=== REQUIRED ACTION ===
Output only the lines of the entries that follow, starting at the one with "foliage and give integer pixel coordinates." and running down to the one with "grass and give integer pixel coordinates.", both included and unchanged.

=== EXTRACTED ENTRIES ===
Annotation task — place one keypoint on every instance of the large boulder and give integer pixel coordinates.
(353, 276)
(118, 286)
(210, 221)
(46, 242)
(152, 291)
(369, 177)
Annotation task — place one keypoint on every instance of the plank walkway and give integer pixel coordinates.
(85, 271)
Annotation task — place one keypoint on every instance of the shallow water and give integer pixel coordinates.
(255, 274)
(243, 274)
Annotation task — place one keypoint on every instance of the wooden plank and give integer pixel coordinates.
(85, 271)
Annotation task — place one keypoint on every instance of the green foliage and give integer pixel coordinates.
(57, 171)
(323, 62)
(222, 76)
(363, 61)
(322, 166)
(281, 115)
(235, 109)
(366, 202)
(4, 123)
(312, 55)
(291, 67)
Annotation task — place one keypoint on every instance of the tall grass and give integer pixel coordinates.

---

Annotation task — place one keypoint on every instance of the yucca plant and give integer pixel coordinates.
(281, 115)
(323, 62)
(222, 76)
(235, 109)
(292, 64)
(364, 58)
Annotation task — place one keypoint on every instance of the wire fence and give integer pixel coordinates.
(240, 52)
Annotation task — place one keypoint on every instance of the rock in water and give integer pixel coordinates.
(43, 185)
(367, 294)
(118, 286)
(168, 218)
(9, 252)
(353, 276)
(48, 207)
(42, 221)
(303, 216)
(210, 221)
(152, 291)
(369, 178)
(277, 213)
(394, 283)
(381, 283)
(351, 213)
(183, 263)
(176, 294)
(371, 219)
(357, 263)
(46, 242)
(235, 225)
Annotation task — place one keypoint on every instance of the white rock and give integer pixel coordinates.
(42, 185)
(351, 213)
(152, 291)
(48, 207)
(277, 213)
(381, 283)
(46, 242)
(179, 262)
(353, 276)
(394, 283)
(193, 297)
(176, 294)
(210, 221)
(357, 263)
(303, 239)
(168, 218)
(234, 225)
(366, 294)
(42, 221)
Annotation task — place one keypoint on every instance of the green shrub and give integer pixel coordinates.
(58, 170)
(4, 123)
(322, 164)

* * *

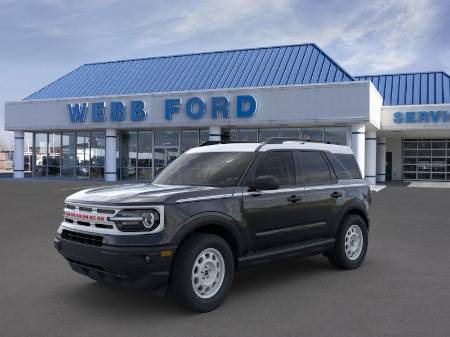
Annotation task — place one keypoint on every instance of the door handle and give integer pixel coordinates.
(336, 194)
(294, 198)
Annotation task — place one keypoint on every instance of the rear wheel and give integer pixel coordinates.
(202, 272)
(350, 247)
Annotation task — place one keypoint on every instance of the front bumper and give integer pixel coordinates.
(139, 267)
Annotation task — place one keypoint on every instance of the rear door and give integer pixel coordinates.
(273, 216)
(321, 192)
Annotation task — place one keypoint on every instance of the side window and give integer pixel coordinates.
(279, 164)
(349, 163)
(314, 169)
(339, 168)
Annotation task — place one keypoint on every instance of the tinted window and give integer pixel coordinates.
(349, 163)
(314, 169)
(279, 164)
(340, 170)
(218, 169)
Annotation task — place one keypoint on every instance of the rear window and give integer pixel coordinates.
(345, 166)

=== REPLY TO THE TASK ===
Annotation task — place one keypoint on every instance of the green foliage and give integer pixel coordinates.
(57, 171)
(323, 62)
(222, 76)
(363, 61)
(322, 166)
(281, 115)
(235, 109)
(366, 202)
(4, 123)
(312, 55)
(291, 67)
Annotation task — place one keypoint on every instance of the tall grass and give integer pixel coordinates.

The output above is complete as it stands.